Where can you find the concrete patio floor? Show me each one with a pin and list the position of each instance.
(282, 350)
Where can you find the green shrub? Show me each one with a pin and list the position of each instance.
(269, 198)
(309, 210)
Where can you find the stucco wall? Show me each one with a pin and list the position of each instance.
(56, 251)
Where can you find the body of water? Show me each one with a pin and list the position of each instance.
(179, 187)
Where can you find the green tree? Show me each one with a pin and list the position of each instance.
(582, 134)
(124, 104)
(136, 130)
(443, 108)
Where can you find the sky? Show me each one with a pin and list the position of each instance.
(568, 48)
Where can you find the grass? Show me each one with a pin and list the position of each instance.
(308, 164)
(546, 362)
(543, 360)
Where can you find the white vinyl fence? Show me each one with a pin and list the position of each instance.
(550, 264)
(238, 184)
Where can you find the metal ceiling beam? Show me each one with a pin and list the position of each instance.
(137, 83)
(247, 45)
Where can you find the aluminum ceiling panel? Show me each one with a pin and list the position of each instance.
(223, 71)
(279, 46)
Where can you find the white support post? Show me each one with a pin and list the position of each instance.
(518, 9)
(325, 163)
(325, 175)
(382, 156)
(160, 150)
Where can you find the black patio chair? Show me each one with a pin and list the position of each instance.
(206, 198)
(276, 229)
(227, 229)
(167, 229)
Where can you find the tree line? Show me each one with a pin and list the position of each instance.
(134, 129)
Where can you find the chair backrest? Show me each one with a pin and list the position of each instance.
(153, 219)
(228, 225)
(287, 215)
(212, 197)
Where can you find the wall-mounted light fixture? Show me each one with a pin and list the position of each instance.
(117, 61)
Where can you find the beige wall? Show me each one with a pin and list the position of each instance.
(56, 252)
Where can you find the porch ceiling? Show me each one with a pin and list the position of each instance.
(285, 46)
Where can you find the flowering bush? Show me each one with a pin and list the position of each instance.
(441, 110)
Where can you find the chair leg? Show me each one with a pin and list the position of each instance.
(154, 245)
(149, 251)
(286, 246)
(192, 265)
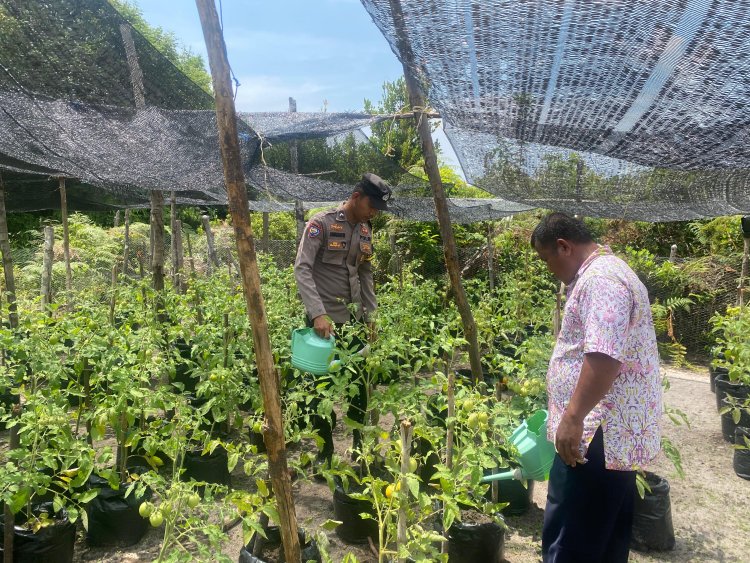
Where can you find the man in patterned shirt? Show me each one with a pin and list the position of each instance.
(604, 393)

● Problem to solve
Rewrite every row above, replacing "pin" with "marker" and leaving everything else unchanged. Omit the pictures from your answer.

● Result of this exercise
Where can you find the concrete patio floor? Show me each one with a marker and list the position of each instance.
(282, 350)
Where can you find the green shrub? Show me each one with a marker and list the position of each instance.
(269, 198)
(309, 210)
Where can you find the stucco wall? Show me each one with a marker and list the position of each instance.
(56, 251)
Where can you find the body of water? Show me each one with a marker and list the position of each instance.
(179, 187)
Where can you find the green tree? Show me each one with a marker and list the position of each instance.
(582, 134)
(124, 104)
(136, 130)
(443, 108)
Where can you find the sky? Show me each one with a marker and list the position of each instance.
(568, 48)
Where can you find the grass? Show me each one with a marker and list the position of each instance.
(308, 164)
(546, 362)
(543, 360)
Where can you find the white vinyl fence? Show me each one with a marker and list the position of each instance.
(550, 264)
(238, 184)
Where can you find the metal ceiling beam? Show me each one with a marker and list the position of each instance.
(137, 83)
(247, 45)
Where can you find the aluminum ceiling panel? Show me each one with a marker and list the position of each instance.
(223, 71)
(279, 46)
Where can you find the white support post? Show me each one with a marker and list the position of each instance.
(518, 9)
(325, 163)
(325, 175)
(382, 156)
(160, 150)
Where can you find the black patio chair? Show me each one with a marker and list the position of each instance.
(206, 198)
(276, 229)
(227, 229)
(167, 229)
Where can you find the tree line? Show me each one with a marker and list the position of each instance.
(134, 129)
Where can you find the chair backrest? Show me each one with a marker and list the position of each instance.
(153, 219)
(228, 225)
(287, 215)
(212, 197)
Where can you find the wall-mounted light fixture? Show me each one with a marker and list the position of each instance.
(117, 61)
Where can you find the beige wall? Show me each one with a marker and list the position of each instance.
(56, 252)
Where can you find the porch ceiling? Show me each one with a marker and list the position of each instance.
(285, 46)
Where can you find the flowering bush? Show me each one with a marker and list the position of each instance.
(441, 110)
Where can you find the chair leg? Show me each one with a marker and list the position of each instance.
(154, 245)
(149, 251)
(286, 246)
(192, 265)
Where can you find the man in patterned shirt? Show me each one with a marker and list the position of each instance.
(604, 393)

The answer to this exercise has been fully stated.